◆ **Goal 1**
Duplicate every one of the dataset entries below line for line, leaving each one unchanged.

◆ **Excerpted passage**
________

Xilinx / xup_vitis_network_example

VNx: Vitis Network Examples
Other
137 stars 43 forks source link

Unstable performance of basic example #4

Closed xuwenquan0 closed 4 years ago

xuwenquan0 commented 4 years ago

Sorry to bother again, I have run basic example on U280 and found a problem, the results of same code were different. In detail, I've set two UDP sockets on U280, and executed "Move data from the HOST through the network (NIC) to the Alveo card", but not always success. We grabbed packets from Host, and tracked the data flow in switch, and the packets were successfully sent to U280 interface, but sometimes "s2mm" was still waiting. So I wanna know if anyone encounters the same problem, or the problem is indeed derived from the hardware instability? (Sometimes the reboot can lead to different results, so does the longtime running). And this is my code: vnx-basic.txt

mariodruiz commented 4 years ago

Hi @xuwenquan0,

Your code looks fine, except this line sock.bind(('192.168.0.1', SW_PORT)). Is 192.168.0.1 the NIC IP address?

The transport protocol is UDP, so, if there is packet loss s2mm will be waiting until it receives all the data specified. The network layer includes counters for the different stages, you could verify if all the packets are getting to the application, check these registers https://github.com/Xilinx/xup_vitis_network_example/blob/1a7dad112b81948050bee3576a2df29dc7287d99/NetLayers/kernel.xml#L54

Mario

xuwenquan0 commented 4 years ago

Hi @mariodruiz , Thanks for replying. I have another two questions. First, when ### s2mm waits for packets, it seems the whole ### vnc-basic module is blocked, and U280 has no response even for Ping command. Second, sometimes when running ### vnc-basic example, it wrongly returns true for both emac_0 and cmac_1 even only the physical NIC of cmac_0 is connected with the switch. In such case, ### initSocketTable and the following codes will report error, and only reboot can fix this issue.

________

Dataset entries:
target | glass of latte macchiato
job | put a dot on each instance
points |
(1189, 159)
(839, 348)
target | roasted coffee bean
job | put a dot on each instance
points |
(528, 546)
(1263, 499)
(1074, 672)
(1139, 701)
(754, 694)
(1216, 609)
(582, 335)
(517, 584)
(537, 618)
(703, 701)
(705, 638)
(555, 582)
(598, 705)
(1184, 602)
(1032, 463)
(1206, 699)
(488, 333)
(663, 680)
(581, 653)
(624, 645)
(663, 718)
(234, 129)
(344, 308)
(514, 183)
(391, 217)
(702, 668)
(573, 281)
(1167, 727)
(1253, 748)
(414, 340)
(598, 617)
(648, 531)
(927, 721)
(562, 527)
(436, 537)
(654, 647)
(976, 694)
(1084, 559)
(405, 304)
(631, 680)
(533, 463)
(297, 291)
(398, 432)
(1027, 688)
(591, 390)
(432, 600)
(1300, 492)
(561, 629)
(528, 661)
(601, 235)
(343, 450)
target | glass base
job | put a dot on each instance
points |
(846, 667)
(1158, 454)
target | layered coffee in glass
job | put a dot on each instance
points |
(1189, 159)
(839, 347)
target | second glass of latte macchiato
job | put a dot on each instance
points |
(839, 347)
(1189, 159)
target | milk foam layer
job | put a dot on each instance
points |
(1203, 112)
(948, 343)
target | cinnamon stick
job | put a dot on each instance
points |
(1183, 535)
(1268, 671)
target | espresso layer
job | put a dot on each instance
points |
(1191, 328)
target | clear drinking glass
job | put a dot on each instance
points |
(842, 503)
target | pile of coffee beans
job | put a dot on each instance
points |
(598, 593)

________

◆ **Goal 2**
Write the next part of the thread about the VNx basic example's unstable results on the U280, starting after the last comment shown.

◆ **Written answer 1**
target | glass of latte macchiato
job | put a dot on each instance
points |
(1189, 159)
(839, 348)
target | roasted coffee bean
job | put a dot on each instance
points |
(528, 546)
(1263, 499)
(1074, 672)
(1139, 701)
(754, 694)
(1216, 609)
(582, 335)
(517, 584)
(537, 618)
(703, 701)
(705, 638)
(555, 582)
(598, 705)
(1184, 602)
(1032, 463)
(1206, 699)
(488, 333)
(663, 680)
(581, 653)
(624, 645)
(663, 718)
(234, 129)
(344, 308)
(514, 183)
(391, 217)
(702, 668)
(573, 281)
(1167, 727)
(1253, 748)
(414, 340)
(598, 617)
(648, 531)
(927, 721)
(562, 527)
(436, 537)
(654, 647)
(976, 694)
(1084, 559)
(405, 304)
(631, 680)
(533, 463)
(297, 291)
(398, 432)
(1027, 688)
(591, 390)
(432, 600)
(1300, 492)
(561, 629)
(528, 661)
(601, 235)
(343, 450)
target | glass base
job | put a dot on each instance
points |
(846, 667)
(1158, 454)
target | layered coffee in glass
job | put a dot on each instance
points |
(1189, 159)
(839, 347)
target | second glass of latte macchiato
job | put a dot on each instance
points |
(839, 347)
(1189, 159)
target | milk foam layer
job | put a dot on each instance
points |
(1203, 112)
(948, 343)
target | cinnamon stick
job | put a dot on each instance
points |
(1183, 535)
(1268, 671)
target | espresso layer
job | put a dot on each instance
points |
(1191, 328)
target | clear drinking glass
job | put a dot on each instance
points |
(842, 503)
target | pile of coffee beans
job | put a dot on each instance
points |
(598, 593)

◆ **Written answer 2**
mariodruiz commented 4 years ago

@xuwenquan0 I suppose ### means VNx?

  1. The ICMP module is independent of the UDP one, ping should work. I will verify it during the week.
  2. Have not seen that issue. Is CMAC_1 connected at all? Have you tried xbutil reset instead of rebooting the server

When you observe 2. can you provide dmeg and xbutil query full logs?

xuwenquan0 commented 4 years ago

@mariodruiz

  1. I grabbed the packet from Host during s2mm's waiting, and it seems the ARP doesn't work and Host cannot find Alveo card as it keeps broadcasting ARP packets.
  2. In this case, CMAC_0 connects switch by 100 G fiber, while CMAC_1 doesn't connect anything. I always use xbutil reset when the program is blocked due to s2mm's waiting, but it doesn't work in this issue. Next time I will save the logs you mentioned above if the issue happen again.
  3. I have specified the received data size to 1480*10 to avoid UDP packet loss, but the problem still remains. I will further check the "udp_app_out_packets" register.

Thanks a lot.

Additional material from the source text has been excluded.